Leave the pictures out and print every record below exactly as it stands.

Stored data entries

┄┄┄┄┄┄

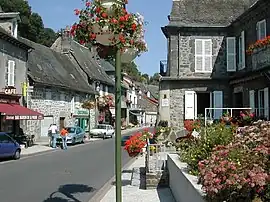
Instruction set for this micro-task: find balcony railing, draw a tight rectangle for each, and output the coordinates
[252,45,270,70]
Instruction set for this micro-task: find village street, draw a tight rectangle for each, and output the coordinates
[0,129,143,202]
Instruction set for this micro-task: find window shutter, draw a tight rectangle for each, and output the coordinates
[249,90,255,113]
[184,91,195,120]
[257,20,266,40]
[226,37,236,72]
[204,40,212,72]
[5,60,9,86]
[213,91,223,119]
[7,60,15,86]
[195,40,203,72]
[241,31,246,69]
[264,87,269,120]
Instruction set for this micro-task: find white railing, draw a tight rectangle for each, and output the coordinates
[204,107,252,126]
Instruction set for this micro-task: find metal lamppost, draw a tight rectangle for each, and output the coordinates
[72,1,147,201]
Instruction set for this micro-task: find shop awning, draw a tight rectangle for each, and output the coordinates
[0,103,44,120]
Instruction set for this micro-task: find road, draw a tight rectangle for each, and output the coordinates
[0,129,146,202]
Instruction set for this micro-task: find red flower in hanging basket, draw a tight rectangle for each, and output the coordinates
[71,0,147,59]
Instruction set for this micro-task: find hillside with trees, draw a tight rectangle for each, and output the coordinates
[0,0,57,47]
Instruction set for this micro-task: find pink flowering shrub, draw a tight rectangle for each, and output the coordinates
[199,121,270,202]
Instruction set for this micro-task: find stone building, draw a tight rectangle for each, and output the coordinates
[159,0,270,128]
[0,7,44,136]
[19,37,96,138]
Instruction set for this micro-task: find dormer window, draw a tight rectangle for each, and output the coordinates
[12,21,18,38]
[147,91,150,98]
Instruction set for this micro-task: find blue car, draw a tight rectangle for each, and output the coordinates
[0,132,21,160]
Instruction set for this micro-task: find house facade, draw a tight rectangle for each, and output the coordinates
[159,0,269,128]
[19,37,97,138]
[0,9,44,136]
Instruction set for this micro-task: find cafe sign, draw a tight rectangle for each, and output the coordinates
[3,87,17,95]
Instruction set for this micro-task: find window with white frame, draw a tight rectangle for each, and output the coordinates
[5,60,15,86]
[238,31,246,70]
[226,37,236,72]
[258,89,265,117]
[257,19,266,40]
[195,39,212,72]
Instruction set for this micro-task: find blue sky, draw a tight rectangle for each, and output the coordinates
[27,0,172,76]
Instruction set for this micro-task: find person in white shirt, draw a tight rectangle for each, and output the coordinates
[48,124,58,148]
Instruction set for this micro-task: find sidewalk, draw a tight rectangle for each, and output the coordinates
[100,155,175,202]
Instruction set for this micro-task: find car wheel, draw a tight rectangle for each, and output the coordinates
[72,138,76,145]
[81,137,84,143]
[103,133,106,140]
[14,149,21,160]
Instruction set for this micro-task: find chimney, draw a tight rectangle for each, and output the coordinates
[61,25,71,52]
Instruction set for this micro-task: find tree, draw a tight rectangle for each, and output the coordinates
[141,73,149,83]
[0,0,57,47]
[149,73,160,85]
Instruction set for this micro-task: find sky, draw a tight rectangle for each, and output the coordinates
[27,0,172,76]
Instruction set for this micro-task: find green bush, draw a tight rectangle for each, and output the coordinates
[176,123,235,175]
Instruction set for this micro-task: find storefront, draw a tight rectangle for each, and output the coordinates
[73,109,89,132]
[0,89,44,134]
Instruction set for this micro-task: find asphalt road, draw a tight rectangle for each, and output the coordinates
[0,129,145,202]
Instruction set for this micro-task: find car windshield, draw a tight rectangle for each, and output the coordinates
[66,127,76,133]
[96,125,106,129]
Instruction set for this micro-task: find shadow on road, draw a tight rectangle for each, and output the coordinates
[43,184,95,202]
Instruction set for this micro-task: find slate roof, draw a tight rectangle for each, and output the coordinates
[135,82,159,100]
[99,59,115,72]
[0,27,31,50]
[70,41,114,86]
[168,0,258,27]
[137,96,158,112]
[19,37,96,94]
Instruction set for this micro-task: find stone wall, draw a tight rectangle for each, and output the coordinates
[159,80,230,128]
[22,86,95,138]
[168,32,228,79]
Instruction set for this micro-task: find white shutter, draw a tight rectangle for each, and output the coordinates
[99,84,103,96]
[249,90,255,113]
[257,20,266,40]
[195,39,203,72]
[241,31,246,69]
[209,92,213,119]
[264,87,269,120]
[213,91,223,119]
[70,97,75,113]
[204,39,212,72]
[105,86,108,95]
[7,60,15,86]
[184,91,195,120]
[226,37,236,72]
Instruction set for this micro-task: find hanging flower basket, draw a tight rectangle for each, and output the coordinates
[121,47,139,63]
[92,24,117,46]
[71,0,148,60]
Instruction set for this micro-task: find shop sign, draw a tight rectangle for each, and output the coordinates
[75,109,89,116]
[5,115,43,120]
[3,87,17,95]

┄┄┄┄┄┄

◆ Task answer
Instruction set for this micro-task: find balcony railing, draw a tight rectangle for each, and output the coordinates
[252,45,270,70]
Instruction set for this micro-task: find village street, draw a tight rectangle for each, and output the coordinates
[0,129,143,202]
Instruction set for this micro-task: find window shutter, draw a tight rectangle for each, and output the coordinates
[249,90,255,113]
[184,91,195,120]
[257,20,266,40]
[226,37,236,72]
[204,40,212,72]
[5,60,9,86]
[213,91,223,119]
[7,60,15,86]
[195,40,203,72]
[241,31,246,69]
[264,87,269,120]
Instruction set for this micro-task: find white railing, draw a tight rectangle for each, and output the coordinates
[204,107,252,126]
Instruction set for this micro-task: find metal lamppost, draw a tight rectangle for each, and output the coordinates
[72,1,147,201]
Instruction set for this micro-task: find shop awning, draw a tight rectangle for each, and output the coordinates
[0,103,44,120]
Instruction set for this micro-task: find road, draw a tight rectangle for each, and output the coordinates
[0,129,146,202]
Instruction set for this micro-task: find red flower in hanging basket, draw a tight rectangle for each, and output the coordinates
[71,0,147,59]
Instruction set for this micro-task: find hillside with trees, draw a tight rectangle for each, and output the coordinates
[0,0,57,47]
Instruction set for this micro-task: find pink flowering shrub, draw a tight rectangle for each, and output the coordinates
[199,121,270,202]
Instruction set for this micro-task: find stone building, draw a tight rectangle for each, and output the coordinates
[159,0,270,128]
[0,7,44,136]
[19,37,96,138]
Instruction set for this micro-task: find dormer window, draw a tight rectangle for each, and output the coordinates
[12,21,18,38]
[147,91,150,98]
Instruction set for this micro-task: find blue car, draw a tight rectangle for each, and output the coordinates
[0,132,21,160]
Instruction set for this micro-task: find house facade, draw a tight rectangle for each, and output the coordinates
[159,0,269,128]
[19,37,97,138]
[0,9,44,136]
Instruction set for this micro-task: find cafe sign, draw a tight rectangle for each, and output the coordinates
[3,87,17,95]
Instruction set for this micro-task: find window with white frame, draw a tight rectangle for each, and output the coordinates
[5,60,15,86]
[238,31,246,70]
[226,37,236,72]
[258,89,265,117]
[257,19,266,40]
[195,39,212,72]
Instruction set for this micro-task: find blue sky, draw a tight rectangle for each, and output the coordinates
[27,0,172,76]
Instruction set for this micro-task: find person in white shirt, draw a tight rectangle for each, and output the coordinates
[48,124,58,148]
Instruction set for this micro-task: find sidewalk, draw a tight rectangle for each, and output the coordinates
[100,155,175,202]
Instruction set for this micro-task: find car wheel, draw a tight rectangle for each, and output the coordinates
[72,138,76,145]
[81,137,84,143]
[103,133,106,140]
[14,149,21,160]
Instruction set for this micro-task: find chimney, draw a tight rectangle for each, and output the coordinates
[61,25,71,52]
Instruction set for this micro-task: find tree, draw a tight rectangle for each, and output the coordinates
[141,73,149,83]
[0,0,57,47]
[149,73,160,85]
Instruction set for this micro-task: find sky, draw a tight rectangle for each, and output the coordinates
[27,0,172,76]
Instruction set for this micro-task: find green bush, draw a tight rectangle for each, and output the coordinates
[176,123,235,175]
Instruction set for this micro-task: find storefront, draw a tight rectangle for each, and output the coordinates
[73,109,89,132]
[0,89,44,134]
Instruction set for this micro-task: find asphalt road, draw a tight rectangle for each, and output the coordinates
[0,129,145,202]
Instruction set for this micro-task: find car windshield, draw a tight rectangle for each, and output the coordinates
[66,127,76,133]
[96,125,106,129]
Instruction set for this micro-task: find shadow on road, draw a tight rectangle for each, and output the coordinates
[43,184,95,202]
Instruction set for this micro-task: find slate roof, draw a tight rectangle for each, and output the coordinates
[135,82,159,100]
[99,59,115,72]
[0,27,31,50]
[70,41,114,86]
[168,0,258,27]
[137,96,158,112]
[19,37,96,94]
Instruction set for this micro-task: find stone wall, draw a tight rectangle for each, and output the coordinates
[159,80,230,128]
[22,86,95,138]
[168,32,228,79]
Instruction set for this micro-task: find white shutter, draw a tight rectangle for each, and output the coordinates
[99,84,103,96]
[249,90,255,113]
[257,20,266,40]
[195,39,203,72]
[241,31,246,69]
[209,92,213,119]
[264,87,269,120]
[213,91,223,119]
[70,97,75,113]
[204,39,212,72]
[105,86,108,95]
[7,60,15,86]
[184,91,195,120]
[226,37,236,72]
Instruction set for this micro-task: find hanging flower basket, draw a tight rectangle for each, and output the coordinates
[121,47,139,63]
[92,24,117,46]
[71,0,148,60]
Instruction set for this micro-task: find shop sign, draw a tight rectangle for each, and output the coordinates
[75,109,89,116]
[5,115,43,120]
[3,87,17,95]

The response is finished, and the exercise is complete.